DIRECTIONS FOR THIS TASK: Skip the pictures and copy all the data that follows exactly.

Stored data:
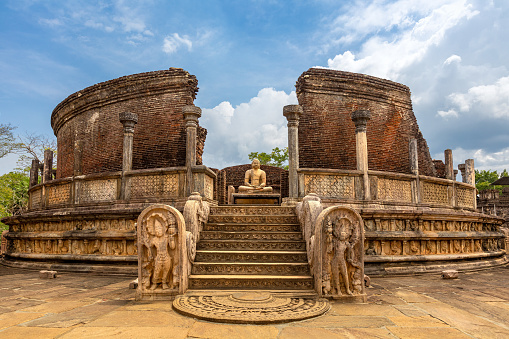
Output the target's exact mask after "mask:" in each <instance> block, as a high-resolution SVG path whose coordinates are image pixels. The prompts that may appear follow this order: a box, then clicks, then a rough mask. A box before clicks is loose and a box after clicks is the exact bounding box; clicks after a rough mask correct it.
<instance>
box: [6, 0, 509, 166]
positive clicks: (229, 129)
mask: <svg viewBox="0 0 509 339" xmlns="http://www.w3.org/2000/svg"><path fill="white" fill-rule="evenodd" d="M508 17H509V1H505V0H493V1H488V0H477V1H475V0H427V1H421V0H395V1H361V0H358V1H355V0H352V1H332V0H321V1H320V0H318V1H304V0H302V1H276V0H256V1H213V0H207V1H206V0H202V1H163V0H148V1H143V0H136V1H94V0H90V1H72V0H70V1H51V0H45V1H43V0H40V1H37V0H12V1H10V0H4V1H2V2H0V75H1V76H0V122H1V123H10V124H12V125H15V126H18V128H17V132H18V133H21V134H23V133H26V132H28V133H37V134H44V135H48V136H51V135H52V134H53V132H52V130H51V126H50V117H51V112H52V110H53V108H54V107H55V106H56V105H57V104H58V103H59V102H60V101H62V100H63V99H65V98H66V97H67V96H68V95H70V94H72V93H74V92H76V91H78V90H80V89H83V88H85V87H88V86H91V85H94V84H96V83H98V82H102V81H106V80H110V79H114V78H117V77H120V76H124V75H128V74H134V73H139V72H147V71H154V70H160V69H168V68H170V67H180V68H184V69H185V70H187V71H188V72H190V73H191V74H194V75H196V76H197V78H198V82H199V83H198V86H199V87H200V90H199V93H198V95H197V99H196V101H195V104H196V105H197V106H200V107H201V108H202V110H203V114H202V118H201V119H200V124H201V125H202V126H204V127H206V128H207V129H208V136H207V141H206V143H205V154H204V163H205V164H206V165H208V166H210V167H216V168H223V167H226V166H230V165H235V164H242V163H246V162H248V158H247V154H248V153H249V152H252V151H266V152H267V151H270V150H271V149H272V148H273V147H276V146H279V147H283V146H286V143H287V128H286V120H285V118H284V117H283V115H282V107H283V106H284V105H287V104H293V103H296V96H295V92H294V91H295V87H294V86H295V81H296V80H297V78H298V76H299V75H300V74H301V73H302V72H304V71H306V70H307V69H308V68H310V67H316V66H318V67H328V68H333V69H339V70H345V71H353V72H359V73H365V74H369V75H373V76H378V77H382V78H386V79H390V80H393V81H397V82H400V83H403V84H405V85H407V86H409V87H410V90H411V91H412V100H413V105H414V113H415V115H416V117H417V121H418V123H419V126H420V128H421V131H422V133H423V135H424V137H425V138H426V140H427V141H428V145H429V148H430V152H431V155H432V157H433V158H436V159H443V150H444V149H446V148H451V149H453V154H454V160H455V162H456V163H460V162H463V161H464V160H465V159H467V158H474V159H475V163H476V168H481V169H497V170H499V171H500V170H502V169H504V168H507V169H509V133H508V131H509V128H508V127H509V46H508V45H507V39H508V32H509V20H507V18H508ZM15 164H16V157H15V156H8V157H5V158H2V159H0V174H1V173H5V172H8V171H10V170H11V169H12V168H14V167H15Z"/></svg>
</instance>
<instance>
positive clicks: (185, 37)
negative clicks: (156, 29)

RESPONSE TO THE TASK:
Output the target's exact mask after "mask:" in each <instance> block, as a high-resolution SVG path whose coordinates are image pixels. The prompts that may appear follow this order: a box, then clicks, then a rough mask. A box before clicks is loose and a box after clicks is the exact bounding box; clicks after a rough mask correct it.
<instance>
box: [6, 0, 509, 166]
positive clicks: (229, 129)
mask: <svg viewBox="0 0 509 339" xmlns="http://www.w3.org/2000/svg"><path fill="white" fill-rule="evenodd" d="M508 17H509V1H505V0H493V1H488V0H477V1H475V0H427V1H421V0H395V1H361V0H358V1H355V0H352V1H332V0H321V1H320V0H318V1H304V0H302V1H276V0H256V1H213V0H207V1H206V0H202V1H163V0H148V1H143V0H136V1H94V0H90V1H72V0H70V1H51V0H45V1H43V0H40V1H37V0H12V1H10V0H4V1H2V2H0V75H1V76H0V122H1V123H10V124H12V125H15V126H18V128H17V132H18V133H21V134H23V133H26V132H28V133H37V134H44V135H48V136H51V135H52V134H53V132H52V130H51V126H50V117H51V112H52V110H53V108H54V107H55V106H56V105H57V104H58V103H59V102H60V101H62V100H63V99H65V98H66V97H67V96H68V95H70V94H72V93H74V92H76V91H78V90H80V89H83V88H85V87H88V86H91V85H94V84H96V83H98V82H102V81H106V80H110V79H114V78H117V77H120V76H124V75H128V74H134V73H139V72H147V71H154V70H160V69H168V68H170V67H180V68H184V69H185V70H187V71H188V72H190V73H191V74H194V75H196V76H197V78H198V82H199V83H198V86H199V87H200V90H199V93H198V95H197V99H196V101H195V104H196V105H197V106H200V107H201V108H202V110H203V114H202V118H201V119H200V124H201V125H202V126H204V127H206V128H207V129H208V136H207V141H206V143H205V154H204V163H205V164H206V165H208V166H210V167H216V168H223V167H226V166H230V165H235V164H242V163H246V162H248V158H247V154H248V153H249V152H252V151H266V152H267V151H270V150H271V149H272V148H273V147H276V146H279V147H283V146H286V143H287V128H286V120H285V118H284V117H283V115H282V107H283V106H284V105H287V104H293V103H296V96H295V92H294V91H295V87H294V86H295V81H296V80H297V78H298V76H299V75H300V74H301V73H302V72H304V71H306V70H307V69H308V68H310V67H316V66H318V67H328V68H333V69H339V70H345V71H353V72H359V73H365V74H369V75H373V76H378V77H382V78H386V79H390V80H393V81H397V82H400V83H403V84H405V85H407V86H409V87H410V90H411V91H412V100H413V105H414V113H415V115H416V117H417V121H418V123H419V126H420V128H421V131H422V133H423V135H424V137H425V138H426V140H427V141H428V145H429V148H430V152H431V155H432V157H433V158H436V159H443V150H444V149H446V148H451V149H453V154H454V160H455V162H456V163H460V162H463V161H464V160H465V159H467V158H474V159H475V163H476V168H481V169H497V170H499V171H500V170H502V169H504V168H507V169H509V133H508V131H509V128H508V127H509V46H508V45H507V39H508V32H509V20H507V18H508ZM15 164H16V157H15V156H8V157H5V158H2V159H0V174H1V173H5V172H8V171H10V170H11V169H12V168H14V167H15Z"/></svg>
</instance>
<instance>
positive clicks: (185, 37)
negative clicks: (156, 29)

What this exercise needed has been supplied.